__Work to do__.
Reproduce the listing below without any change.

* Start Data supplied *

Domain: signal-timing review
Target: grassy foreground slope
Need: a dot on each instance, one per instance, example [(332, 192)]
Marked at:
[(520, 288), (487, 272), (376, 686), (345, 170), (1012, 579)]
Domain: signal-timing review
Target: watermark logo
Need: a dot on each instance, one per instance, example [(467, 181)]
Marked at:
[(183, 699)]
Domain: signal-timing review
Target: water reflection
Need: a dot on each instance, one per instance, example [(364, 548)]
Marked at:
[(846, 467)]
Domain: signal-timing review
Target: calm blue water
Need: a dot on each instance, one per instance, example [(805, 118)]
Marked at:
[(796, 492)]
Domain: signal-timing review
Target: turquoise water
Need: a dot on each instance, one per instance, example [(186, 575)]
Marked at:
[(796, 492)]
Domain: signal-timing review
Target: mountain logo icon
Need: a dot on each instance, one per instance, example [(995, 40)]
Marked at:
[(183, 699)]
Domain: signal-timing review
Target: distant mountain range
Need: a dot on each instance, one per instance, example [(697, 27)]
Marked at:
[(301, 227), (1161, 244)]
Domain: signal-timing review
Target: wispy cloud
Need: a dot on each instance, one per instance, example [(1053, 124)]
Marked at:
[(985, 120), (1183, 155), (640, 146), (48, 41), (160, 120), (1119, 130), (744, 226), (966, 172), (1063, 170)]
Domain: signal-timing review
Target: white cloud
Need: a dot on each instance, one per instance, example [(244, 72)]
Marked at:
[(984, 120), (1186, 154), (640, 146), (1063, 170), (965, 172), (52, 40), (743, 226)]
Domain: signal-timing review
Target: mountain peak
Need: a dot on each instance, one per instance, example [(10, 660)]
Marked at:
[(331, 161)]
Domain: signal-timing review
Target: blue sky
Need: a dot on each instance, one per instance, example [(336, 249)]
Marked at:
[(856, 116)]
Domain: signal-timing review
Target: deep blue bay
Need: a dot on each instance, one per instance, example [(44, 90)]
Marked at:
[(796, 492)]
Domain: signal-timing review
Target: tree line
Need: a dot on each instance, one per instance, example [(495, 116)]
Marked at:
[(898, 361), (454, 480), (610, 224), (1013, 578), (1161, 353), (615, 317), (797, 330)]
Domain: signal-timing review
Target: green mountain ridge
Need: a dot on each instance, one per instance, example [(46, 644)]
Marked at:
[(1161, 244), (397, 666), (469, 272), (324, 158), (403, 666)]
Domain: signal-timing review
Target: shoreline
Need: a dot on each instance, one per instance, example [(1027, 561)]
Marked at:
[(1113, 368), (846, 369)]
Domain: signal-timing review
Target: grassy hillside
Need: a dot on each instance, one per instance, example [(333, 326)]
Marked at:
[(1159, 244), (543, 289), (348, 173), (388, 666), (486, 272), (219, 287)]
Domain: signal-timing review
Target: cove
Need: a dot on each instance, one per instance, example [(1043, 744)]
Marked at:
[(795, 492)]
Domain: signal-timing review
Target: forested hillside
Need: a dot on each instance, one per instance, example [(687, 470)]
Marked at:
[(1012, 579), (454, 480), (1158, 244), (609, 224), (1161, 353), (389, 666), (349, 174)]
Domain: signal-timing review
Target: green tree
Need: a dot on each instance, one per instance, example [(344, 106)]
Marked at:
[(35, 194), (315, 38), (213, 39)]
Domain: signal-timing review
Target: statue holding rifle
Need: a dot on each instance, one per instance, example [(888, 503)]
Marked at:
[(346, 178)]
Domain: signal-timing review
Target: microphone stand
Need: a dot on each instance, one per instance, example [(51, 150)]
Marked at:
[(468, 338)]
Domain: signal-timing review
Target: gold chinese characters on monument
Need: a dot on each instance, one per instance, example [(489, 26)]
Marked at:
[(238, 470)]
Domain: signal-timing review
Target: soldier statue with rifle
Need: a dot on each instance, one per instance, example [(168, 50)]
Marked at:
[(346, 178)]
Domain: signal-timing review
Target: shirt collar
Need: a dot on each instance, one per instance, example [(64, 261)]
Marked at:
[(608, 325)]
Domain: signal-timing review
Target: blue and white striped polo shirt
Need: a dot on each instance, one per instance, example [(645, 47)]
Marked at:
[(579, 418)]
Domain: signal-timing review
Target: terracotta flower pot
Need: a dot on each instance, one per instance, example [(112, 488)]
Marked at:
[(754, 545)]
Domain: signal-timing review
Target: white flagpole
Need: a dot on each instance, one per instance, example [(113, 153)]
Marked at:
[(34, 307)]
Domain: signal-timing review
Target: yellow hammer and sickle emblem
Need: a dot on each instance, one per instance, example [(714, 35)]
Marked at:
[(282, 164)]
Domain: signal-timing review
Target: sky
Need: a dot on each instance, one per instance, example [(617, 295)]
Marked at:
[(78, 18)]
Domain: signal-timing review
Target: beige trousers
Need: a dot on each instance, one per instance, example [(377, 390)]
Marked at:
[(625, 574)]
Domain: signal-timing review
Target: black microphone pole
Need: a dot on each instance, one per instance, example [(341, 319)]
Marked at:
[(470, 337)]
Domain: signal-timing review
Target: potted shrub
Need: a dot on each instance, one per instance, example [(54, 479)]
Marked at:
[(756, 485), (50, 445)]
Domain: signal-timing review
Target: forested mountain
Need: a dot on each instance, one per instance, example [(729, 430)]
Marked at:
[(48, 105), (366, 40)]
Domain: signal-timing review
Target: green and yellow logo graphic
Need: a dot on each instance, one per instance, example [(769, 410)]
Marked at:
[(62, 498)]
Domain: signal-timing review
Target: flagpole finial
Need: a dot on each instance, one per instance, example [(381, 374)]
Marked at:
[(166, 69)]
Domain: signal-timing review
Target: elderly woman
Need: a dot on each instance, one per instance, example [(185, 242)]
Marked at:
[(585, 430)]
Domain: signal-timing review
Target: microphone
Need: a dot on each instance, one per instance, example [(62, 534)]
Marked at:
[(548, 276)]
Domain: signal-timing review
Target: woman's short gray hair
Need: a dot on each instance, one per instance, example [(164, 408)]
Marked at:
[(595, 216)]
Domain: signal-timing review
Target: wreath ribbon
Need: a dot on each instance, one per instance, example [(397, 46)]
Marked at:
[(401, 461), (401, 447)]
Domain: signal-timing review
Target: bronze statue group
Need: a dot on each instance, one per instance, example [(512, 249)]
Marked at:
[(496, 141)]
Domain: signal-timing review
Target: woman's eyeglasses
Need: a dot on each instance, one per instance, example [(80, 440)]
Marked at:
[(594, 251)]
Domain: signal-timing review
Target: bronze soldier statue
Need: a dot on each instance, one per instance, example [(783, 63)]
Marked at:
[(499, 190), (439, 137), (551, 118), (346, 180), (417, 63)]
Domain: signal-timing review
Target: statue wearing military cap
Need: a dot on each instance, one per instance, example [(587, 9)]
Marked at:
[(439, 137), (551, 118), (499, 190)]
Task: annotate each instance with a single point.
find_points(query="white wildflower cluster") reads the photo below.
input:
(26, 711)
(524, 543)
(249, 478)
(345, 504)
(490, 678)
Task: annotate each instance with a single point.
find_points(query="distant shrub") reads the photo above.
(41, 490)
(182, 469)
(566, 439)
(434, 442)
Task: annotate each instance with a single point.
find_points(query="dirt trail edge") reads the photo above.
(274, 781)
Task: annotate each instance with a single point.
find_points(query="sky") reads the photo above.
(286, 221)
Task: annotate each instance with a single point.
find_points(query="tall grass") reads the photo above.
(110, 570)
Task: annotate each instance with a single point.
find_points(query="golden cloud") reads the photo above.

* End Data supplied *

__Right answer__.
Domain: signal-timing review
Target: grassy foreground slope
Need: a dot on each instance, one per instance, example [(332, 192)]
Marked at:
[(520, 288), (487, 272), (376, 686), (345, 170), (1012, 579)]
Domain: signal-timing review
Target: watermark logo
Need: a dot on each instance, one per instance, example [(467, 181)]
Marked at:
[(183, 699)]
Domain: signal-timing review
Target: water reflection
Need: a dot on each instance, one per instance, example [(364, 548)]
Marked at:
[(846, 467)]
Domain: signal-timing review
Target: calm blue water
Need: a dot on each instance, one per instance, example [(805, 118)]
Marked at:
[(796, 492)]
Domain: signal-timing review
Target: turquoise water
Need: a dot on each instance, one per instance, example [(186, 575)]
Marked at:
[(796, 492)]
Domain: signal-timing review
Target: mountain logo icon
Need: a dot on each instance, one per instance, example [(995, 40)]
Marked at:
[(183, 699)]
Domain: signal-timing review
Target: distant mountain range
Need: a dot on each instance, one per instance, example [(697, 27)]
Marked at:
[(301, 227), (1161, 244)]
Domain: signal-timing review
Target: wispy cloud
Need: a dot on each instance, one per instance, example [(1053, 124)]
Marked at:
[(985, 120), (1183, 155), (640, 146), (48, 41), (160, 120), (1119, 130), (744, 226), (966, 172), (1063, 170)]
Domain: signal-timing review
Target: white cloud
Need: a dot on each instance, one per instance, example [(244, 72)]
Marked at:
[(984, 120), (1186, 154), (640, 146), (1063, 170), (965, 172), (52, 40), (743, 226)]
Domain: signal-timing review
Target: mountain peak
Need: a dot on each instance, one per instance, example [(10, 660)]
Marked at:
[(331, 161)]
Domain: signal-timing review
Target: blue sky
Need: a dot on each instance, one per instance, example [(336, 249)]
Marked at:
[(856, 116)]
Domain: signal-timing review
Target: deep blue bay
Need: a dot on each instance, one per instance, example [(44, 90)]
Marked at:
[(796, 492)]
Domain: signal-timing review
Target: tree line
Need: a dot on each instance, one per instance, example [(495, 116)]
Marked at:
[(898, 361), (454, 480), (610, 224), (1013, 578), (1161, 353), (615, 317), (797, 330)]
Domain: signal-timing review
Target: green mountain ridge
Need: a dot on each instance, one per instance, example [(46, 644)]
Marked at:
[(1161, 244), (397, 666), (469, 272), (324, 158), (403, 666)]
Domain: signal-timing review
Target: shoreline
Need: a dot on each instance, one per instance, example [(1027, 561)]
Marked at:
[(1113, 368), (846, 369)]
Domain: signal-timing review
Target: grassy hillside
Need: a dot on each instance, one per instance, example [(333, 326)]
Marked at:
[(1159, 244), (543, 289), (348, 173), (388, 666), (486, 272), (219, 287)]
Domain: signal-timing review
Target: cove
Need: a dot on each instance, one per instance, example [(1043, 744)]
Marked at:
[(795, 492)]
Domain: signal-timing review
Target: forested hillside
Need: a dot on each instance, one per instance, example [(687, 470)]
Marked at:
[(1012, 579), (454, 480), (1158, 244), (609, 224), (1161, 353), (389, 666), (349, 174)]
Domain: signal-timing review
Target: green tree
Need: a dot on each instance, one per instance, example [(344, 106)]
Marked at:
[(35, 194), (315, 38), (213, 39)]
Domain: signal-timing review
Target: statue holding rifle
Need: a dot on each instance, one per instance, example [(888, 503)]
Marked at:
[(346, 178)]
Domain: signal-timing review
Target: microphone stand
Need: a dot on each instance, one per instance, example [(51, 150)]
Marked at:
[(468, 338)]
Domain: signal-timing review
Target: gold chinese characters on monument
Need: a dot on each instance, one per instance, example [(489, 26)]
Marked at:
[(238, 470)]
Domain: signal-timing review
Target: soldier statue with rifle
Need: a dot on each instance, one per instance, example [(168, 50)]
Marked at:
[(346, 178)]
Domain: signal-timing review
Target: shirt collar
Need: a dot on each instance, one per instance, example [(64, 261)]
Marked at:
[(608, 325)]
Domain: signal-timing review
Target: blue and white striped polo shirt
Need: a dot on each instance, one per instance, example [(645, 47)]
Marked at:
[(579, 418)]
Domain: signal-timing review
Target: terracotta flower pot
Need: a dot on each instance, one per instance, example [(112, 488)]
Marked at:
[(754, 545)]
Domain: signal-timing review
Target: white flagpole
Need: a dot on each instance, one per instance, example [(113, 153)]
Marked at:
[(34, 307)]
Domain: signal-timing review
Target: yellow hammer and sickle emblem
Need: a dot on each instance, one per instance, example [(714, 35)]
Marked at:
[(282, 164)]
Domain: signal-timing review
Target: sky
Need: a dot on each instance, one per instance, example [(617, 295)]
Marked at:
[(78, 18)]
Domain: signal-timing review
Target: beige trousers
Need: a dot on each instance, one per instance, example [(377, 390)]
Marked at:
[(625, 574)]
Domain: signal-timing review
Target: black microphone pole
Need: a dot on each instance, one per instance, example [(341, 319)]
Marked at:
[(470, 337)]
Domain: signal-timing review
Target: potted shrub
Need: a dot on each instance, one per instance, example [(54, 479)]
Marked at:
[(756, 485), (50, 445)]
Domain: signal-timing review
Target: forested mountain
Need: a dot on each instance, one per instance, example [(729, 430)]
Marked at:
[(48, 105), (366, 40)]
Domain: signal-timing review
Target: green and yellow logo graphic
Need: a dot on each instance, one per instance, example [(769, 410)]
Marked at:
[(62, 498)]
Domain: signal-timing review
Target: flagpole finial
Need: a dot on each instance, one per instance, example [(381, 374)]
Marked at:
[(166, 69)]
Domain: signal-timing review
Target: elderly woman
Need: a dot on each instance, one per instance, example [(185, 242)]
Marked at:
[(585, 430)]
Domain: signal-timing review
Target: microphone
Need: a dot on each instance, one per instance, example [(62, 534)]
Marked at:
[(548, 276)]
Domain: signal-timing review
Target: woman's short gray hair
Need: a dot on each instance, one per instance, example [(164, 408)]
Marked at:
[(595, 216)]
Domain: signal-timing review
Target: wreath ribbon
Need: a dot on each instance, one per instance, example [(397, 46)]
Marked at:
[(401, 461), (401, 447)]
Domain: signal-timing review
Target: bronze statue group
Need: a dot on each instance, one per instance, example [(512, 249)]
Marked at:
[(496, 141)]
Domain: signal-timing review
Target: woman's eyeglasses
Need: a dot on each instance, one per instance, example [(80, 440)]
Marked at:
[(594, 251)]
Domain: signal-timing review
Target: bronze soldier statue
Need: a dot on each instance, one per instance, example [(783, 63)]
Marked at:
[(499, 190), (439, 137), (551, 118), (346, 180), (417, 63)]
Domain: signal-timing review
Target: statue wearing military cap
Need: a dot on each instance, one per instance, example [(587, 9)]
Marked at:
[(439, 137), (551, 118), (499, 190)]
Task: annotate each instance with a single point.
find_points(query="white wildflower cluster") reads the photo below.
input:
(26, 711)
(524, 543)
(249, 478)
(345, 504)
(490, 678)
Task: annotate each instance with a single point.
find_points(query="distant shrub") reads the photo above.
(41, 490)
(182, 469)
(566, 439)
(434, 442)
Task: annotate each instance with a single point.
find_points(query="dirt trail edge") reads the photo above.
(274, 781)
Task: annotate each instance with a single point.
find_points(query="sky") reads the photo above.
(286, 221)
Task: annotate each instance with a single point.
find_points(query="tall grass") reads the photo above.
(110, 570)
Task: annotate each instance with a single point.
find_points(query="golden cloud") reads the photo above.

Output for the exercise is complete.